**Selection:**
At the maximum height, the velocity of the ball is zero and is under the action of force due to gravity as always during the motion. As such, the ball begins moving in downward direction with the acceleration due to gravity. The directions of velocity and acceleration, in this part of motion, are same. Note that displacement with respect to point of projection is decreasing.
In the overall analysis of motion when initial velocity is against acceleration, parameters defining motion i.e initial velocity, final velocity and acceleration act along a straight line, but in different directions. As a consequence, displacement may either be increasing or decreasing during the motion. This means that magnitude of displacement may not be equal to distance. For example, consider the motion of ball from the point of projection, A, to maximum height, B, to point, C, at the end of 4 seconds. The displacement is 40 m, while distance is 45 + 5 = 50 m as shown in the figure below.
For this reason, average speed is not always equal to the magnitude of average velocity.
$$\begin{array}{l}s\ne \left|x\right|\end{array}$$
and
$$\begin{array}{l}\frac{\Delta s}{\Delta t}\ne \left|\frac{\Delta x}{\Delta t}\right|\end{array}$$
Two cyclists start off a race with initial velocities 2 m/s and 4 m/s respectively. Their linear accelerations are 2 and 1 $m/{s}^{2}$ respectively. If they reach the finish line simultaneously, then what is the length of the track?
This is a case of one dimensional motion with constant acceleration. Since both cyclists cross the finish line simultaneously, they cover same displacement in equal times. Hence,
$$\begin{array}{l}{x}_{1}={x}_{2}\end{array}$$
$$\begin{array}{l}{u}_{1}t+\frac{1}{2}{a}_{1}{t}^{2}={u}_{2}t+\frac{1}{2}{a}_{2}{t}^{2}\end{array}$$
Putting values as given in the question, we have :
$$\begin{array}{l}2t+\frac{1}{2}\phantom{\rule{2pt}{0ex}}x\phantom{\rule{2pt}{0ex}}2\phantom{\rule{2pt}{0ex}}x\phantom{\rule{2pt}{0ex}}{t}^{2}=4t+\frac{1}{2}\phantom{\rule{2pt}{0ex}}x\phantom{\rule{2pt}{0ex}}1\phantom{\rule{2pt}{0ex}}x\phantom{\rule{2pt}{0ex}}{t}^{2}\\ \Rightarrow {t}^{2}-4t=0\\ \Rightarrow t=0\phantom{\rule{2pt}{0ex}}s,4\phantom{\rule{2pt}{0ex}}s\end{array}$$
Neglecting zero value,
$$\begin{array}{l}\Rightarrow t=4\phantom{\rule{2pt}{0ex}}s\end{array}$$
The linear distance covered by the cyclist is obtained by evaluating the equation of displacement of any of the cyclists as :
$$\begin{array}{l}x=2t+\frac{1}{2}\phantom{\rule{2pt}{0ex}}x\phantom{\rule{2pt}{0ex}}2\phantom{\rule{2pt}{0ex}}x\phantom{\rule{2pt}{0ex}}{t}^{2}=2\phantom{\rule{2pt}{0ex}}x\phantom{\rule{2pt}{0ex}}4+\frac{1}{2}\phantom{\rule{2pt}{0ex}}x\phantom{\rule{2pt}{0ex}}2\phantom{\rule{2pt}{0ex}}x\phantom{\rule{2pt}{0ex}}{4}^{2}=24\phantom{\rule{2pt}{0ex}}t\end{array}$$
Two cars are flagged off from the starting point. They move with accelerations ${a}_{1}$ and ${a}_{2}$ respectively. The car “A” takes time “t” less than car “B” to reach the end point and passes the end point with a difference of speed, “v”, with respect to car “B”. Find the ratio v/t.

**Directive 1:**
In the kinematics text, what are the displacement and the distance for the ball's motion from A through B to C?
**Directive 2:**
Pick up the text on motion with constant acceleration after its final sentence and carry it forward.

**Dataset extract:**
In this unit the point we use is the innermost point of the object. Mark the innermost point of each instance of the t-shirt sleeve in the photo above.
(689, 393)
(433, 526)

**Written reply 1:**
The displacement is 40 m and the distance is 45 + 5 = 50 m.

**Written reply 2:**
Both cars start from rest. They move with different accelerations and hence take different times to reach equal distance, say ${t}_{1}$ and ${t}_{2}$ for cars A and B respectively. Their final speeds at the end points are also different, say ${v}_{1}$ and ${v}_{2}$ for cars A and B respectively. According to the question, the difference of time is “t”, whereas difference of speeds is “v”.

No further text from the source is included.